Directions
In the entries below, give everything from the line containing "black bear -> box" down to the line containing "top-left (406, 289), bottom-right (467, 368)" as a Markdown table with the columns Row and Line. Number each line in Row, put its text in Line, and leave out blank lines.

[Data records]
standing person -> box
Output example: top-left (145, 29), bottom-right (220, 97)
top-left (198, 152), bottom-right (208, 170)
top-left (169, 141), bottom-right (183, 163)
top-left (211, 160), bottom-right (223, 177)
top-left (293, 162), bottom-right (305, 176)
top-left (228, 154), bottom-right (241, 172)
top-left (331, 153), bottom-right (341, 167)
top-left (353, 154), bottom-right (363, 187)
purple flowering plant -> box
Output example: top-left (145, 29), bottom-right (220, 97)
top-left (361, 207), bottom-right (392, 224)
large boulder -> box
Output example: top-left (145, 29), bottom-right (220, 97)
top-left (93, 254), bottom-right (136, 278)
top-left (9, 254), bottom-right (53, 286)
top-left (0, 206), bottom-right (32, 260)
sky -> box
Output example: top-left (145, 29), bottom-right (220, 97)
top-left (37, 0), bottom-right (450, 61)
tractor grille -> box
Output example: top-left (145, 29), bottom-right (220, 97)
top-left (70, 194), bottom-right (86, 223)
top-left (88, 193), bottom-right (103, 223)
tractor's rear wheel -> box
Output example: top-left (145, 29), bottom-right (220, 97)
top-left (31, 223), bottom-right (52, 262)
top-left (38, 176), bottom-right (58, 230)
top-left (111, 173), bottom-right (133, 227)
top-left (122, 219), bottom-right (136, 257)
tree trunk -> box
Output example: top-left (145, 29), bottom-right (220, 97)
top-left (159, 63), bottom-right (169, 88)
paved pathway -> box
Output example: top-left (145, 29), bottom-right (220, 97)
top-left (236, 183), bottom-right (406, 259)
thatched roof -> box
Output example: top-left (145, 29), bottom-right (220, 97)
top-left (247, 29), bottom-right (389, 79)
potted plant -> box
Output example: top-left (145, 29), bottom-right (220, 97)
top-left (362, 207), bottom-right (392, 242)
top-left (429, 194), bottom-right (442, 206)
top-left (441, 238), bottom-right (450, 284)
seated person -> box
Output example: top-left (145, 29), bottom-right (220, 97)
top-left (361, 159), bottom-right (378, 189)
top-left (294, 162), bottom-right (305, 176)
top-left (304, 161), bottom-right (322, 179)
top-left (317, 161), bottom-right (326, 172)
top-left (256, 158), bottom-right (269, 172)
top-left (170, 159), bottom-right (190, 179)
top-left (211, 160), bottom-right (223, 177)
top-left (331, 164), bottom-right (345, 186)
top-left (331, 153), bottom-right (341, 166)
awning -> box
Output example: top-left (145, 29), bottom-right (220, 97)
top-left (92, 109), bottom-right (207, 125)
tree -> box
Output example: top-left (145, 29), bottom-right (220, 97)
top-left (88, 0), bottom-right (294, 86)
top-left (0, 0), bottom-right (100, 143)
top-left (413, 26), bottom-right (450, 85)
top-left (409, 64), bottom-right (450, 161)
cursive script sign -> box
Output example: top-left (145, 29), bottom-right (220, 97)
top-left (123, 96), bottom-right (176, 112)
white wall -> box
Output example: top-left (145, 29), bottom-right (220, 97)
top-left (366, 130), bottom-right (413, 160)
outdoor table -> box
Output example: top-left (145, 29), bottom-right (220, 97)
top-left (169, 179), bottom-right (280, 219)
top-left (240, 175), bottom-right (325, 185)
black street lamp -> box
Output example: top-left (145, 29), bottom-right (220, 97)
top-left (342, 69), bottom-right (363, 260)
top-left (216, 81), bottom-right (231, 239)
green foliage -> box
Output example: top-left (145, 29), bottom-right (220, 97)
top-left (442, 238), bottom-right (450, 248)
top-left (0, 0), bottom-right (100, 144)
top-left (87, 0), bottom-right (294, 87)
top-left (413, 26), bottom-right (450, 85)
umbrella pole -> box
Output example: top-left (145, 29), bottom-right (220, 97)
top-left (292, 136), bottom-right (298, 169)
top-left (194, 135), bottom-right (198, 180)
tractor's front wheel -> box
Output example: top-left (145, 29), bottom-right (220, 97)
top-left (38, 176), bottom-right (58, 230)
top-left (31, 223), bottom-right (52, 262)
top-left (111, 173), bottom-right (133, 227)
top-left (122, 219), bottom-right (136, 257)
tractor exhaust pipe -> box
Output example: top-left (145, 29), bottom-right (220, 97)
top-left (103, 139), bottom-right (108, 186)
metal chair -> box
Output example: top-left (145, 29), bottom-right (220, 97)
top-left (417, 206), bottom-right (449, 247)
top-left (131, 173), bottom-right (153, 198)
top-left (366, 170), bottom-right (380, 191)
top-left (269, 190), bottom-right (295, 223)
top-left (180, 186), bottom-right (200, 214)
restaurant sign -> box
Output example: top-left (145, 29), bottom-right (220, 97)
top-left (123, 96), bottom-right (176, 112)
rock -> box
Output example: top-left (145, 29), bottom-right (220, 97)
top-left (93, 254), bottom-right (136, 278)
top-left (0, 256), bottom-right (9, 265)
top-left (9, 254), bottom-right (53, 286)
...
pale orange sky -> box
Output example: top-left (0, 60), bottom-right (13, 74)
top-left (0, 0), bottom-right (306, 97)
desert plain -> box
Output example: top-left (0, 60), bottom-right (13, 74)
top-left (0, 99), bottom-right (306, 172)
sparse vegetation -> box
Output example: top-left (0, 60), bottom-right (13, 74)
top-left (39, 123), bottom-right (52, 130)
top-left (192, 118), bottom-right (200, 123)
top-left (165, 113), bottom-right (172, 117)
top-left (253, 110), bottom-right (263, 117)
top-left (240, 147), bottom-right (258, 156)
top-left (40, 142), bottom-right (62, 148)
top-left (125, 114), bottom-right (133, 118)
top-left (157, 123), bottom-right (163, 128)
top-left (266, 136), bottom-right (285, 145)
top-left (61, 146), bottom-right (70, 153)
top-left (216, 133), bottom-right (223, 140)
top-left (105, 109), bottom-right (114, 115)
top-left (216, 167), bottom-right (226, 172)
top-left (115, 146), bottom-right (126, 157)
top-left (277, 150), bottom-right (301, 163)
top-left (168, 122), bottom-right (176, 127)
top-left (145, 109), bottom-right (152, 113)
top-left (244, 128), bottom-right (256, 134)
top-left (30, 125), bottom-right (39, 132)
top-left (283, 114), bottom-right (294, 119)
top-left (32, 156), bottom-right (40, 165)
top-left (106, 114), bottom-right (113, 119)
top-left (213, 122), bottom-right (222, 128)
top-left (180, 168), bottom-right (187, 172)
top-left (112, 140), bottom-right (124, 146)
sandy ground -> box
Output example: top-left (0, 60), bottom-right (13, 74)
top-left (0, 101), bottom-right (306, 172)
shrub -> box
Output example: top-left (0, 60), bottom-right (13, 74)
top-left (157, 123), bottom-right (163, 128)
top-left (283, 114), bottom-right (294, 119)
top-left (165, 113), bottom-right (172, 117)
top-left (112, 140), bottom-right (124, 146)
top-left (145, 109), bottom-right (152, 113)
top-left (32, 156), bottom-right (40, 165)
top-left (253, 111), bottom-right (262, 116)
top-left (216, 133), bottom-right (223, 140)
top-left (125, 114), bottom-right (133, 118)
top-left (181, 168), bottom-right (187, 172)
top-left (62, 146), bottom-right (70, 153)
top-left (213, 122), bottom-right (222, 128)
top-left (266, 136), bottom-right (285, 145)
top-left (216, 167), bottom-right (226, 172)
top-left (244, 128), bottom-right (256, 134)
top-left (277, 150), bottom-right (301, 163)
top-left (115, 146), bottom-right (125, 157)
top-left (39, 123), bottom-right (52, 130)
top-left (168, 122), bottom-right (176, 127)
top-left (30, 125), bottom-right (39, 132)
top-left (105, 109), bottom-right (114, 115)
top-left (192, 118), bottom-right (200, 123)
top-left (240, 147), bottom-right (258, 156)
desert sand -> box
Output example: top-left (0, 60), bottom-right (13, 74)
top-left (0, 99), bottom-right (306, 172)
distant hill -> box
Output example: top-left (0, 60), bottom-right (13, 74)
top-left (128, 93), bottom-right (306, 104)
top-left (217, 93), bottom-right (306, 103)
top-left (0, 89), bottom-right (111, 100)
...
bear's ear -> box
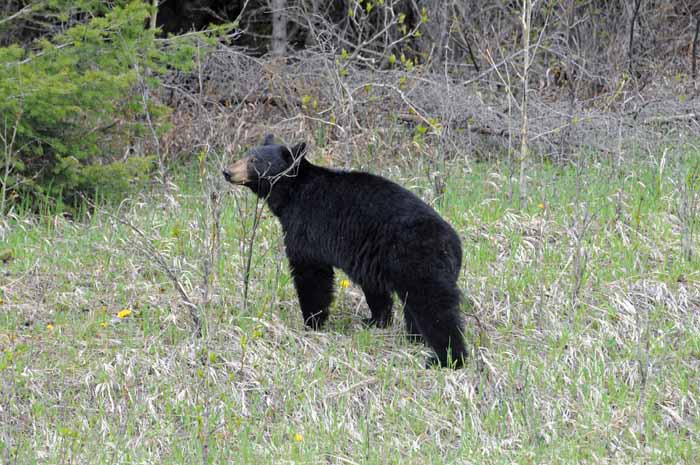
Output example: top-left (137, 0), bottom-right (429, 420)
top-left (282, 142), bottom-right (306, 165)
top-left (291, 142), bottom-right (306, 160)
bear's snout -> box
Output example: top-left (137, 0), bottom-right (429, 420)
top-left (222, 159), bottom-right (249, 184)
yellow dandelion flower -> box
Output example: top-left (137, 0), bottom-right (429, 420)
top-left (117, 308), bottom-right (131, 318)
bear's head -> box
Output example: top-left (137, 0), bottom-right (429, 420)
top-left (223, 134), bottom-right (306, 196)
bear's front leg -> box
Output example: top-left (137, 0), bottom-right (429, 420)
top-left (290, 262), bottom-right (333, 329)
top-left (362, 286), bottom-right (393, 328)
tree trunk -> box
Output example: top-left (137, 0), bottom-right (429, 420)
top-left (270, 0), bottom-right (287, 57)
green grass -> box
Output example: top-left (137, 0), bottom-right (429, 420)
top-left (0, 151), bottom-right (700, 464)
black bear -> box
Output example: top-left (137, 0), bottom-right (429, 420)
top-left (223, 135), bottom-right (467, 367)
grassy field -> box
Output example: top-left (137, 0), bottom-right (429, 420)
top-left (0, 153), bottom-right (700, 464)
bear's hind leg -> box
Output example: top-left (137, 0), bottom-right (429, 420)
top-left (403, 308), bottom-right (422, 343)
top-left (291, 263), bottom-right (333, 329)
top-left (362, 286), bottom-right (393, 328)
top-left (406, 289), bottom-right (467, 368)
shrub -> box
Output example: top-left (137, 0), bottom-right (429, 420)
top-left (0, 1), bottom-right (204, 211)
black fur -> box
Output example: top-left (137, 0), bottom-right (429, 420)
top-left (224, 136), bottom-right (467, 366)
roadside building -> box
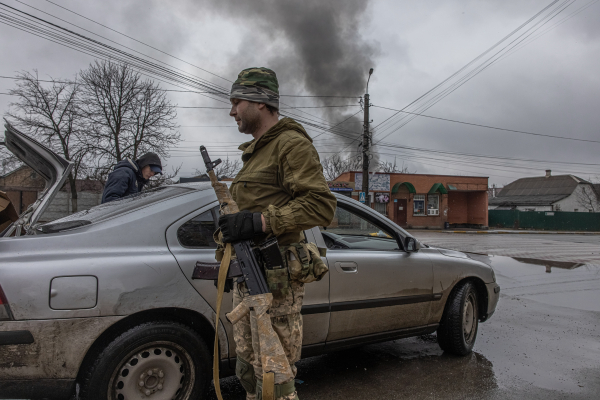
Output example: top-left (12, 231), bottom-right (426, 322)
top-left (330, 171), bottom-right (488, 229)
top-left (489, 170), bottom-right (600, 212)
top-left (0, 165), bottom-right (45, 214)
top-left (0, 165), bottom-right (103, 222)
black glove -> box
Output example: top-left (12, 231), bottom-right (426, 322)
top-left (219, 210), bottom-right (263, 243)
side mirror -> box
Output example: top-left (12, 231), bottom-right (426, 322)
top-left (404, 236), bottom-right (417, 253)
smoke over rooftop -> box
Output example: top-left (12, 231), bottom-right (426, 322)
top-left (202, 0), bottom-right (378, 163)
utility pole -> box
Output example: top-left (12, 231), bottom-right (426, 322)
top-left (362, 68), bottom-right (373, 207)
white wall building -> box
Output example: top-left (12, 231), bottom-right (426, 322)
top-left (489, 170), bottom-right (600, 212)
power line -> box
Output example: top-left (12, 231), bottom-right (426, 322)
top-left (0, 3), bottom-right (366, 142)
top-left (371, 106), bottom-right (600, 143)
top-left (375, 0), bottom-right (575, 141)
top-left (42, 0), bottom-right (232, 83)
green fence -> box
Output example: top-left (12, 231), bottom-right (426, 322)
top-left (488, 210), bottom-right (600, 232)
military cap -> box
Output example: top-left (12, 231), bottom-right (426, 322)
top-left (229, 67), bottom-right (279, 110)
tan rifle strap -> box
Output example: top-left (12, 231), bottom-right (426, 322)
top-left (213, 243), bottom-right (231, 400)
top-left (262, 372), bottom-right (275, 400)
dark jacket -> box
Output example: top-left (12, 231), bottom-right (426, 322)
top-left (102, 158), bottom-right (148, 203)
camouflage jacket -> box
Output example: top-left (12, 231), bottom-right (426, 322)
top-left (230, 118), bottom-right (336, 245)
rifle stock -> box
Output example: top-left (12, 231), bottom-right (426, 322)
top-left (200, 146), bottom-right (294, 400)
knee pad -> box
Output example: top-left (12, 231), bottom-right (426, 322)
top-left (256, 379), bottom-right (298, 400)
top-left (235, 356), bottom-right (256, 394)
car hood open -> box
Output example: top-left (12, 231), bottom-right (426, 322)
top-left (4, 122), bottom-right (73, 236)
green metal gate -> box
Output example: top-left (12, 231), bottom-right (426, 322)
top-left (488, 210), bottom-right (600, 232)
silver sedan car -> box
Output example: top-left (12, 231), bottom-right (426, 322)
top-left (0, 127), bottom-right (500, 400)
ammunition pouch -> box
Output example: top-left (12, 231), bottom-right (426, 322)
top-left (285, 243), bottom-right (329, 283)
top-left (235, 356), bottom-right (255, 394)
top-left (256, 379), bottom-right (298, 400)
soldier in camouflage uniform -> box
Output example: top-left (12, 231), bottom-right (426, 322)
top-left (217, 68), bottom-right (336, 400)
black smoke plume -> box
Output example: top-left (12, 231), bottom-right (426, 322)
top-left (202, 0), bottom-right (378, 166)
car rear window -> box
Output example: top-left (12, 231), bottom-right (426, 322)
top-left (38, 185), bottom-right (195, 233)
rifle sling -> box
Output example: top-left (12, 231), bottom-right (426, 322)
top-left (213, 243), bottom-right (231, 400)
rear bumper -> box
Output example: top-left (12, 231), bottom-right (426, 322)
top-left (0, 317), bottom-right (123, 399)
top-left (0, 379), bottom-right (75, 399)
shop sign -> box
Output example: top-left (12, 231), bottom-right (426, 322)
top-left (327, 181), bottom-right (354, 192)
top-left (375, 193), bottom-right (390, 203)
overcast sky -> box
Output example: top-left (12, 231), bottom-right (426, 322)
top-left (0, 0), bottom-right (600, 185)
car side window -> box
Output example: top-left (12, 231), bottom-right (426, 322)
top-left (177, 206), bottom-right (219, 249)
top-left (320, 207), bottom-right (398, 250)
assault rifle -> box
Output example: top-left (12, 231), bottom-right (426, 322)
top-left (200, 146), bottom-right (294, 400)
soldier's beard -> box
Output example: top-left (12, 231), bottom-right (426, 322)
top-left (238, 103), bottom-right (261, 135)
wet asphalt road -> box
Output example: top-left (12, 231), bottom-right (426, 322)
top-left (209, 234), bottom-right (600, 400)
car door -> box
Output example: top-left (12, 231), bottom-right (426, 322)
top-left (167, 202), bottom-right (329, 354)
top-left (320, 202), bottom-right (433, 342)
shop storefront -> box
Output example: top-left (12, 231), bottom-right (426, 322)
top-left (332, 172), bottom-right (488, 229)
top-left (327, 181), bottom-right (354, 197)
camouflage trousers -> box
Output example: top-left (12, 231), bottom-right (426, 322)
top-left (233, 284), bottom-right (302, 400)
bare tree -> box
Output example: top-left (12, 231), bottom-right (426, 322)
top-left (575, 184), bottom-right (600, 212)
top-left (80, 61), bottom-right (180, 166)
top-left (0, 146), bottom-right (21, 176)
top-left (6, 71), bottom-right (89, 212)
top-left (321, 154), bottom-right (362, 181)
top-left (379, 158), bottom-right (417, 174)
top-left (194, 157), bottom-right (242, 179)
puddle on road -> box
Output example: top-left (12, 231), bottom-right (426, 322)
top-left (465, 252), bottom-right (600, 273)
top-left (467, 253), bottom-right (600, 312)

Exercise answer
| Row | Line |
|---|---|
| 1 | black bear -> box |
| 2 | Output example: top-left (137, 0), bottom-right (429, 420) |
| 3 | top-left (223, 135), bottom-right (467, 367) |
| 4 | grassy field -> box |
| 5 | Output example: top-left (137, 0), bottom-right (429, 420) |
| 6 | top-left (0, 153), bottom-right (700, 464) |
| 7 | bear's hind leg -> box |
| 8 | Output example: top-left (137, 0), bottom-right (429, 420) |
| 9 | top-left (403, 308), bottom-right (422, 343) |
| 10 | top-left (291, 263), bottom-right (333, 329) |
| 11 | top-left (362, 286), bottom-right (393, 328) |
| 12 | top-left (406, 289), bottom-right (467, 368) |